(Rows of box annotation data)
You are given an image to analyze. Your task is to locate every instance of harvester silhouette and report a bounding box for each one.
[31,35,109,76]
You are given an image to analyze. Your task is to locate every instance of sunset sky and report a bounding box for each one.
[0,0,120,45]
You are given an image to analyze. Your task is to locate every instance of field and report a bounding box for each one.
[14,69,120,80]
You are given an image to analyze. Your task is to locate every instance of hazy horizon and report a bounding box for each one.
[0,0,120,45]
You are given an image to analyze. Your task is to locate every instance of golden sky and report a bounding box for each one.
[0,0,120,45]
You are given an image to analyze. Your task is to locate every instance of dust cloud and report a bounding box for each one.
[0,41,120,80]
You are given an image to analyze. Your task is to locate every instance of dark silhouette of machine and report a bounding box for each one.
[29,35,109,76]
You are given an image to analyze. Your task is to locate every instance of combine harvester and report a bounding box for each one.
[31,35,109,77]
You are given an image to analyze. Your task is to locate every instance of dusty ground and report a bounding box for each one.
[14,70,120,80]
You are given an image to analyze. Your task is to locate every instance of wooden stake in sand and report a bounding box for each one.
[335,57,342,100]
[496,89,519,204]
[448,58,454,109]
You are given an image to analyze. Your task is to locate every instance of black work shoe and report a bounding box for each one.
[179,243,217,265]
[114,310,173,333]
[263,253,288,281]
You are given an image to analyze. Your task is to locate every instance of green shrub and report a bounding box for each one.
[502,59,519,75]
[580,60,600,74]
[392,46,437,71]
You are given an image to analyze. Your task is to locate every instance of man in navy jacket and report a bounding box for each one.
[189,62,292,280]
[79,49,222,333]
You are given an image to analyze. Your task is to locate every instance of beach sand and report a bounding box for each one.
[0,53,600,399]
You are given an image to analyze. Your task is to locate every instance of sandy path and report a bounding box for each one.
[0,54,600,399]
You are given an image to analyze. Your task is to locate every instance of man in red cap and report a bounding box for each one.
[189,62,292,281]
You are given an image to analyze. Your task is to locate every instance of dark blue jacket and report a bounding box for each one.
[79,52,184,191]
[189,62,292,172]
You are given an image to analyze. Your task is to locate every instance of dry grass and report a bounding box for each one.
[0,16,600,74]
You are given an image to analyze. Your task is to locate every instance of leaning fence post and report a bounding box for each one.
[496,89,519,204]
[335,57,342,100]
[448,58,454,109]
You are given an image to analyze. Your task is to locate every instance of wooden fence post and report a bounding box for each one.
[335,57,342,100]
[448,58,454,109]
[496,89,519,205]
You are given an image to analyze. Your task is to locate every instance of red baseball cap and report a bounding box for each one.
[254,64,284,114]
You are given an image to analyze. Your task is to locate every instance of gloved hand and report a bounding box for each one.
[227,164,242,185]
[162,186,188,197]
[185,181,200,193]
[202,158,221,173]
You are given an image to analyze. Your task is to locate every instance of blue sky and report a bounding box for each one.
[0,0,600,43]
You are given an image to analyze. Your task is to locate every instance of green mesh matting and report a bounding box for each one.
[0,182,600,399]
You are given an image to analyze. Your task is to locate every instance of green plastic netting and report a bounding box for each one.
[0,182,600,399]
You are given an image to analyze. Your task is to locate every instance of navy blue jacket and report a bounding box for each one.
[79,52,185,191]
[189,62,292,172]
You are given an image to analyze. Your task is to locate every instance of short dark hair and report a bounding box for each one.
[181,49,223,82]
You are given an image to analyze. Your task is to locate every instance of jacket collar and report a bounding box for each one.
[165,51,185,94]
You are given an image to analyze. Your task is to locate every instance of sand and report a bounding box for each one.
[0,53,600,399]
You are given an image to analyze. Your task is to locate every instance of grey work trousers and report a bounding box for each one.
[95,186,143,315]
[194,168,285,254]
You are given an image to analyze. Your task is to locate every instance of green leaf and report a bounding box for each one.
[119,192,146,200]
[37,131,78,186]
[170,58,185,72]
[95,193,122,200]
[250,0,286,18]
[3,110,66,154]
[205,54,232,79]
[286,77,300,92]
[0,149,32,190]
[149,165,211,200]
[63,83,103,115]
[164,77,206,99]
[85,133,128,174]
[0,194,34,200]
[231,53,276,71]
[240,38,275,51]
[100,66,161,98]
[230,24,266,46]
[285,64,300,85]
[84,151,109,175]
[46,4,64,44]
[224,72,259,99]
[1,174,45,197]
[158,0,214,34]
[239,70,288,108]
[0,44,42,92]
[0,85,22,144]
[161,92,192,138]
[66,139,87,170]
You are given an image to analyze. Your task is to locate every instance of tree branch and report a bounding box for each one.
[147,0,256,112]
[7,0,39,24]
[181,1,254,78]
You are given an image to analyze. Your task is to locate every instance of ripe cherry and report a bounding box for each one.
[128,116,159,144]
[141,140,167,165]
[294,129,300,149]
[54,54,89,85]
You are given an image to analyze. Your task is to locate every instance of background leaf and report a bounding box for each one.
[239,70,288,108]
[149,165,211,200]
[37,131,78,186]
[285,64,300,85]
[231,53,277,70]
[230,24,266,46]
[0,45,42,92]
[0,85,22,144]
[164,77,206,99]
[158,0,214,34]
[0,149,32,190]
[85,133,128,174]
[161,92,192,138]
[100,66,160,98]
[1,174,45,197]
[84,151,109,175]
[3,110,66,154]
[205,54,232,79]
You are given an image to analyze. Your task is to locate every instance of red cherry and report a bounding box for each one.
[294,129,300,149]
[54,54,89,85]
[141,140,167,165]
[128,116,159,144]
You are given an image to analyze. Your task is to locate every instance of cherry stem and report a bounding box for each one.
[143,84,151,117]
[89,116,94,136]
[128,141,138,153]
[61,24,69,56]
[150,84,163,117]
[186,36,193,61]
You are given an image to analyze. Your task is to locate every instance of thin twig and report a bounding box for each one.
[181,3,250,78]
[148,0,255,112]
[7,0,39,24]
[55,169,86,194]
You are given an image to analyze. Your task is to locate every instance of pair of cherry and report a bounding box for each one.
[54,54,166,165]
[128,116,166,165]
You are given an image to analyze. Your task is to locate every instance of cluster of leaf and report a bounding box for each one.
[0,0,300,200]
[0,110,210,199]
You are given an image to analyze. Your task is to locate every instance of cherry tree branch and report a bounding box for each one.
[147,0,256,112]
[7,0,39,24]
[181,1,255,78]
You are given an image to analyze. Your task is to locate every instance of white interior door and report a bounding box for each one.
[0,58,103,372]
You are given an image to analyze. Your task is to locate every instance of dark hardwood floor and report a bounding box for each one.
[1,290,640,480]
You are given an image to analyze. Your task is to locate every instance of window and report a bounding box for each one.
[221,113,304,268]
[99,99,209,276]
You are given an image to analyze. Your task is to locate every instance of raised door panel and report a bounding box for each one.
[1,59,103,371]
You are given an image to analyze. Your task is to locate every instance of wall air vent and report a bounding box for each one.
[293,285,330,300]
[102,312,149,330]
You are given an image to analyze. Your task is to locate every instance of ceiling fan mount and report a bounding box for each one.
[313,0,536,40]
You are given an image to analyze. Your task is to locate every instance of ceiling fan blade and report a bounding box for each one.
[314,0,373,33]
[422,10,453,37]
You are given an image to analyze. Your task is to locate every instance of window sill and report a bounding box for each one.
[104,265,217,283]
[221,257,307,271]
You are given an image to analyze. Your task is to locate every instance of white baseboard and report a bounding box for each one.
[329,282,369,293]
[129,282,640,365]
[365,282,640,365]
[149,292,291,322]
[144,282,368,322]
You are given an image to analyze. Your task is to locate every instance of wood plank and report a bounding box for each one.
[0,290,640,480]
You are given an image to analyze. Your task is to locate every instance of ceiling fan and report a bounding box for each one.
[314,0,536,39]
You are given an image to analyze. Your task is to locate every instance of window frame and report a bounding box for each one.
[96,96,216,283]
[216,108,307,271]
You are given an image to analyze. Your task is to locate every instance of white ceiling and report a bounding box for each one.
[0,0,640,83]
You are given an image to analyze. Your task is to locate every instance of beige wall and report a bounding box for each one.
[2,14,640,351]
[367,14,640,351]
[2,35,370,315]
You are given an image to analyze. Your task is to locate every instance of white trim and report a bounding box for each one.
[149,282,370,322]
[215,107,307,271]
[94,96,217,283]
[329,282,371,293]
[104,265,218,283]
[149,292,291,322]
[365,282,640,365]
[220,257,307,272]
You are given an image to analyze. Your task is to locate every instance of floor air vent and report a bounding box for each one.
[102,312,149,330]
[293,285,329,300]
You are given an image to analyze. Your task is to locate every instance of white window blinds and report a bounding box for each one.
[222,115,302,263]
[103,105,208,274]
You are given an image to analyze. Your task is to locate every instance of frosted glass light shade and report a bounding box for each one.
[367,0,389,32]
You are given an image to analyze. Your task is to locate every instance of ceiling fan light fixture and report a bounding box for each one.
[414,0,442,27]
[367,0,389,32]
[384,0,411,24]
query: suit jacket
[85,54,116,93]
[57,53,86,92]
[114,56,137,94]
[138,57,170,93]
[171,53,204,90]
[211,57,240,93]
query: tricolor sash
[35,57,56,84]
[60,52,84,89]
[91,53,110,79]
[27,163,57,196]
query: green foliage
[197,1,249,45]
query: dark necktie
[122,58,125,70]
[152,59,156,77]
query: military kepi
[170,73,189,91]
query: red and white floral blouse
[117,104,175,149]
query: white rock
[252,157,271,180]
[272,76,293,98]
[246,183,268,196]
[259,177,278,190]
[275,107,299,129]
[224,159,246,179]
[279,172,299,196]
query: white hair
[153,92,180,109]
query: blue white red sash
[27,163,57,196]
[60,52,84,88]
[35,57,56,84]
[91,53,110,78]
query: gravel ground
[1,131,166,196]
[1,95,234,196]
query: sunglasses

■ Direction ■
Please show every line in the material above that contains the string "dark", with case counting.

■ Output for this task ■
You are given an image to analyze. Your task is to locate every instance of dark silhouette of machine and report a bounding box for each one.
You are given an image to analyze. Your task is to locate every instance of dark blue jacket and report a bounding box for each one.
You are given an image to analyze. Your task is to locate every instance of short dark hair and report a bounding box for each one.
You are given an image to analyze. Your task is to locate every instance of dark hardwood floor and report a bounding box for each one.
query: dark necktie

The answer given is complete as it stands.